→ Passage to read:
AbstractsEarth & Environmental Science

Hydraulic Fracture Initiation in Limestone

by Qiao Lu




Institution: University of Pittsburgh
Department:
Year: 2016
Posted: 02/05/2017
Record ID: 2067376
Full text PDF: http://d-scholarship.pitt.edu/28188/1/QLu_ETD2016.pdf


Abstract

Carbonate-rich rocks such as limestone comprise commonly encountered reservoir rocks in the oil and gas industry. This thesis is aimed at showing the impact of acidic fluid on hydraulic fracture initiation through laboratory experimentation. The results show that, compared to water injection, acid injection results in more rapid initiation of the hydraulic fractures under so-called static fatigue or pressure-delay conditions wherein a certain pressure, insufficient to instantaneously generate a hydraulic fracture, is maintained until a hydraulic fracture grows. Acid injection also is shown to generate a dissolution cavity in the vicinity of the wellbore. The breakdown of the specimen is also explosive in the case of acid injection, probably due to generate of carbon dioxide as a part of the dissolution reaction. Finally, the time to breakdown, or specimen lifetime, is shown to be related not only to the magnitude of the wellbore pressure but also, to the apparent permeability of the specimen. Taken together, the results indicate firstly that acid injection can be expected to improve initiation of multiple hydraulic fractures within multistage hydraulic fracturing of horizontal wells by decreasing the time required for initiation at subcritical wellbore pressures. The results also show that the current theoretical framework can capture the overall negative exponential relationship between the time to breakdown and the wellbore pressure, but it is insufficient to account for the secondary dependence on rock permeability.

→ Problems to work on:
• 1. At which institution was the thesis in the limestone fracture abstract produced?
• 2. Please list every field label followed by a colon in the header of the limestone fracture abstract.
The records that come next have nothing to do with the limestone fracture abstract.

→ The data:
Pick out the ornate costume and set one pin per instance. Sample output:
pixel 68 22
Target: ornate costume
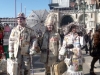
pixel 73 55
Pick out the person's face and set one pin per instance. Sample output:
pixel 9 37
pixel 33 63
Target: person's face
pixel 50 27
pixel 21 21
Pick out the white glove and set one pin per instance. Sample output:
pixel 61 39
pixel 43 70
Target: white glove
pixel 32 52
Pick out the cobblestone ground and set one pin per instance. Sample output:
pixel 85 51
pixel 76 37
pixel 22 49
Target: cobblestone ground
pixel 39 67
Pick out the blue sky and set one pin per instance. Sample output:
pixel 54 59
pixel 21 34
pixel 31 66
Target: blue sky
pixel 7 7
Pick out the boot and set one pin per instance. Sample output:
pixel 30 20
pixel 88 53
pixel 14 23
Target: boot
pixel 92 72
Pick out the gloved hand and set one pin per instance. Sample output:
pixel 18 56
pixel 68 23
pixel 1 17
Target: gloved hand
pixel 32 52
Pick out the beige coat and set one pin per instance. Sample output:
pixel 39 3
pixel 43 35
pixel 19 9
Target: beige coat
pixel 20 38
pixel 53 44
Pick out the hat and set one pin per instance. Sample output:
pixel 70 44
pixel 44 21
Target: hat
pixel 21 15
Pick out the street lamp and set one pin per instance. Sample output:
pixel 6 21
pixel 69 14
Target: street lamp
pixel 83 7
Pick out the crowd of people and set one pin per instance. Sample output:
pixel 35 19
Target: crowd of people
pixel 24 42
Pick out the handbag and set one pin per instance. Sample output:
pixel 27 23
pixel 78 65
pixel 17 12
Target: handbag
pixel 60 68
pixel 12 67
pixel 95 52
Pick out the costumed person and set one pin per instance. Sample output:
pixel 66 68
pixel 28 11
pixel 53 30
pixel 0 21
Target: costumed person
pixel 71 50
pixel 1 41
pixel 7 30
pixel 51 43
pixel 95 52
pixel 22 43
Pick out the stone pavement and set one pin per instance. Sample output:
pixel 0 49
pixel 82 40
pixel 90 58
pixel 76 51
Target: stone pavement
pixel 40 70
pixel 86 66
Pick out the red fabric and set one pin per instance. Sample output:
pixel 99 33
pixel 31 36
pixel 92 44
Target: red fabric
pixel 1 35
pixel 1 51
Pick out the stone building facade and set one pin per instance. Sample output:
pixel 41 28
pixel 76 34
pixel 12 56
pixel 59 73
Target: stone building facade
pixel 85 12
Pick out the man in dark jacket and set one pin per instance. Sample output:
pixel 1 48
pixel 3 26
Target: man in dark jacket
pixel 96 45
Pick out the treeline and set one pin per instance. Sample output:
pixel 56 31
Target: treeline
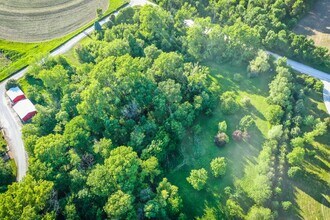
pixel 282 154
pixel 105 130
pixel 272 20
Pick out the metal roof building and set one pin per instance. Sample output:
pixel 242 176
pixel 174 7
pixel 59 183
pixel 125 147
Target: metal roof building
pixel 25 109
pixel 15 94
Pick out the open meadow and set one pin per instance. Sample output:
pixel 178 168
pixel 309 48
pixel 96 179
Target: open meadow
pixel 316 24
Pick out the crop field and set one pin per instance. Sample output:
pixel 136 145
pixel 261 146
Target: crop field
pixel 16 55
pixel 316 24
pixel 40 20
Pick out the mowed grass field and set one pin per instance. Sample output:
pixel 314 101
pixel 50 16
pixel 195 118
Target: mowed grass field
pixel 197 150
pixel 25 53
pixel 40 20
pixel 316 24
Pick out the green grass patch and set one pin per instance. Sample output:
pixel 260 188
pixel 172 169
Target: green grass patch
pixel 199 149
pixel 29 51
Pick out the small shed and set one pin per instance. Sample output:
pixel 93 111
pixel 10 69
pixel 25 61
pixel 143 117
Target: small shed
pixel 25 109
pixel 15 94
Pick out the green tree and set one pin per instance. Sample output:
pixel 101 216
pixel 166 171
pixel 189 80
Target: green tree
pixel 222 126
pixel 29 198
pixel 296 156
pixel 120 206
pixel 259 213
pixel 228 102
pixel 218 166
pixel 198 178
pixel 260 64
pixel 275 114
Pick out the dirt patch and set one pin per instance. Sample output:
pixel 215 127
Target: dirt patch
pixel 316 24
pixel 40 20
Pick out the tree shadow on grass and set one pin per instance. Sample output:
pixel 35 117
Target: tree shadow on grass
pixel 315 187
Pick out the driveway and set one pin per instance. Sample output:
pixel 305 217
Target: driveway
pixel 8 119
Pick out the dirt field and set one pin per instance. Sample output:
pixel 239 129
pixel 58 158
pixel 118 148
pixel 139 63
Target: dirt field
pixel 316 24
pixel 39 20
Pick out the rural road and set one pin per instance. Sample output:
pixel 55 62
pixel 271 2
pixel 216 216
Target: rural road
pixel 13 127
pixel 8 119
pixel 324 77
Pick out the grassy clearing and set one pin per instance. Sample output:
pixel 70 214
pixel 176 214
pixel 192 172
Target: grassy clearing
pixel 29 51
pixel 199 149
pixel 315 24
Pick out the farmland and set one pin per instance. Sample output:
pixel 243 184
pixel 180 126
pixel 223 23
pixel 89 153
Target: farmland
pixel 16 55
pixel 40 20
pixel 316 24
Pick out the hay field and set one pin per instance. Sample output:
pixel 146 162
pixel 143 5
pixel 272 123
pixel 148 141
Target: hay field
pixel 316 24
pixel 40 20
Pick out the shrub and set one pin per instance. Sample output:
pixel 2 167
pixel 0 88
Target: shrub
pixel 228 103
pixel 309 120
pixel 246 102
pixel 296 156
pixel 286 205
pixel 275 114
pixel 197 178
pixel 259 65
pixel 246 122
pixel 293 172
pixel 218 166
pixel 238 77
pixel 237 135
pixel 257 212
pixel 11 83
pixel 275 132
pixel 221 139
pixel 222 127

→ List of answers:
• 1. University of Pittsburgh

• 2. Institution, Department, Year, Posted, Record ID, Full text PDF